(Data entries)
******************************
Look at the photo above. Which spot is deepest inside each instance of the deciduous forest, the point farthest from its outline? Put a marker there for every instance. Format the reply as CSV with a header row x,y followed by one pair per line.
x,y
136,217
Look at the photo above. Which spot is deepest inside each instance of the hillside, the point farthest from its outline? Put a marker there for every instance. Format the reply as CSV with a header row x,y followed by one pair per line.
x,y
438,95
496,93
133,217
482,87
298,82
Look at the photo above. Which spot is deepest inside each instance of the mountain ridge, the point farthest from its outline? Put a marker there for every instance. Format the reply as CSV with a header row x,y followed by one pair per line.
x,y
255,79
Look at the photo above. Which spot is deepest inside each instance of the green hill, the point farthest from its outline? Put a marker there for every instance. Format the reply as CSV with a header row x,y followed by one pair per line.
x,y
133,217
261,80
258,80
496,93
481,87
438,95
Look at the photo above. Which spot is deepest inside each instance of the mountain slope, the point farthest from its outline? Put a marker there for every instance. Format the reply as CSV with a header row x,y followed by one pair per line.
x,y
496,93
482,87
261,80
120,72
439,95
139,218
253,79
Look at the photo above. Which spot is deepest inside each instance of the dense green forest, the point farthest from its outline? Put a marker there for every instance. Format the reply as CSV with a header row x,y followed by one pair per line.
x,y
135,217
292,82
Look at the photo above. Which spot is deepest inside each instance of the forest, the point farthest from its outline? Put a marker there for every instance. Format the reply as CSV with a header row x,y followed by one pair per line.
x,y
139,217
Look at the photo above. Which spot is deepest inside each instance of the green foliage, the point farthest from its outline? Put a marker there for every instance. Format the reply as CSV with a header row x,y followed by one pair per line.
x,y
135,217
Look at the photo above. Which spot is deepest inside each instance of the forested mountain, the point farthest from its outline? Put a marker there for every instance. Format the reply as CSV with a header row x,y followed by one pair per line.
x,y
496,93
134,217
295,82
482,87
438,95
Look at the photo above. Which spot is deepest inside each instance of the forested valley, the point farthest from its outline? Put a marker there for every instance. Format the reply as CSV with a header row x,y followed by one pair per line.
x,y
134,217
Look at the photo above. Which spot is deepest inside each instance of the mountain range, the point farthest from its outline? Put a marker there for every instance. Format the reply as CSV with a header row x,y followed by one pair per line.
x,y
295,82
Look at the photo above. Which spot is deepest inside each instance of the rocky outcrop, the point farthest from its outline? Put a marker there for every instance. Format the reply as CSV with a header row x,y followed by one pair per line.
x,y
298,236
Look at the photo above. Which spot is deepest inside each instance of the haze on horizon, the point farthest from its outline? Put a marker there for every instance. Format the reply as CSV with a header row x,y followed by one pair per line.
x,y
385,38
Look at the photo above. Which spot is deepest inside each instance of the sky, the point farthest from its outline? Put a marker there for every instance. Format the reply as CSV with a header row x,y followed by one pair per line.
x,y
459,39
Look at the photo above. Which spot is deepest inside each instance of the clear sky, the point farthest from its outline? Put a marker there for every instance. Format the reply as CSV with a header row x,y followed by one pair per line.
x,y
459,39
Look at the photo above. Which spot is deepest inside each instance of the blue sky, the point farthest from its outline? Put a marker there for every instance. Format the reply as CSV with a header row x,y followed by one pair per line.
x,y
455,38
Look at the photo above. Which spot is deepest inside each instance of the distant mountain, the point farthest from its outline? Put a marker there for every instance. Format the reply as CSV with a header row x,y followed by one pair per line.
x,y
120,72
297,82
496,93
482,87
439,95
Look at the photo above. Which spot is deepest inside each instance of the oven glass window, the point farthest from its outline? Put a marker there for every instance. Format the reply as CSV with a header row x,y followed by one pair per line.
******************************
• Problem
Retype all of the records above word for word, keeping every line as it appears.

• Full solution
Look at the photo above. Which spot is deepest inside each instance of the deciduous forest, the point farthest from its outline? Put a marker there for every instance. Format the reply as CSV with a header row x,y followed by one pair per line.
x,y
136,217
Look at the photo above. Which spot is deepest inside each instance of the hillside, the point farthest from its outline? Put a marker there for every instance. Format the reply as CSV with a header row x,y followed by one pair per line.
x,y
438,95
496,93
133,217
482,87
298,82
Look at the photo above. Which spot is deepest inside each instance of the mountain ridge, the point farthest from its outline? Put a marker there for every instance. Format the reply as CSV with a header row x,y followed by one pair per line.
x,y
255,79
Look at the photo above. Which spot is deepest inside each instance of the green hill, the point farthest from its outline? Put a marker there for every instance. Format the reply as CSV with a header row x,y followed by one pair per line.
x,y
133,217
261,80
258,80
496,93
481,87
438,95
Look at the photo above. Which spot is deepest inside each instance of the mountain slope, the point farthest from its outline? Put a marker there for every instance. Format the reply as CSV with a header row x,y followed by one pair per line.
x,y
496,93
482,87
261,80
120,72
439,95
139,218
253,79
Look at the photo above. Which spot is deepest inside each instance of the dense green forest, the point farthest from its outline? Put a marker there for every instance. Format the reply as CSV with a header row x,y followed by one pair per line.
x,y
135,217
292,82
Look at the photo above. Which spot is deepest inside each instance of the forest, the point farthest from its outline? Put a marker there for every instance. Format the reply as CSV with a header row x,y followed by one pair per line.
x,y
139,217
Look at the photo above. Which spot is deepest inside each instance of the green foliage, the point farthest from its outline? Put a marker there for every instance. Format the reply as CSV with a header row x,y followed by one pair per line.
x,y
135,217
Look at the photo above. Which spot is deepest inside each instance of the forested mountain, the point farthest from its outline? Put a marker there for every instance. Format the reply as CSV with a header row x,y followed by one pair per line.
x,y
496,93
134,217
295,82
482,87
438,95
Look at the photo above. Which spot is deepest inside each instance of the forested valley, the point farthest from its outline? Put a marker there for every instance. Format the reply as CSV with a header row x,y followed by one pair per line.
x,y
134,217
Look at the photo above. Which spot is deepest inside each instance of the mountain range, the point farthest from its outline? Put a marker there for every instance. Format the reply as CSV with a header row x,y followed by one pair per line.
x,y
295,82
Look at the photo above. Which spot is deepest inside each instance of the rocky outcrop, the point farthest from its outline? Put a marker there for every instance. Format the reply as CSV with a header row x,y followed by one pair per line.
x,y
298,236
Look at the photo above. Which spot is deepest inside each instance of the haze on horizon, the point farthest from its outline? Put a marker there for every instance. Format the reply as CSV with a header row x,y followed by one pair per line.
x,y
385,38
Look at the photo above. Which spot is deepest inside each instance of the sky, the point farthest from its outline? Put a marker there for every instance. Format the reply as CSV with a header row x,y followed by one pair per line.
x,y
459,39
Look at the photo above. Which spot is deepest inside each instance of the clear sky, the point farthest from its outline? Put a marker there for every instance. Format the reply as CSV with a header row x,y followed by one pair per line.
x,y
459,39
Look at the photo above. Which spot is deepest inside each instance of the blue sky, the point farthest from its outline? Put a marker there for every instance. Format the reply as CSV with a header row x,y followed by one pair per line.
x,y
455,38
Look at the photo above. Which spot is deepest inside each instance of the distant mountain, the point farthest from its outline? Put a marker there for every instance. Format the reply as CSV with a header row x,y followed by one pair per line.
x,y
120,72
297,82
496,93
482,87
439,95
Look at the photo above. Which spot is deepest inside each instance of the oven glass window, the point farthest from its outline? Put a marker there for every instance. Format the reply as CSV with a header row x,y followed by one pair per line.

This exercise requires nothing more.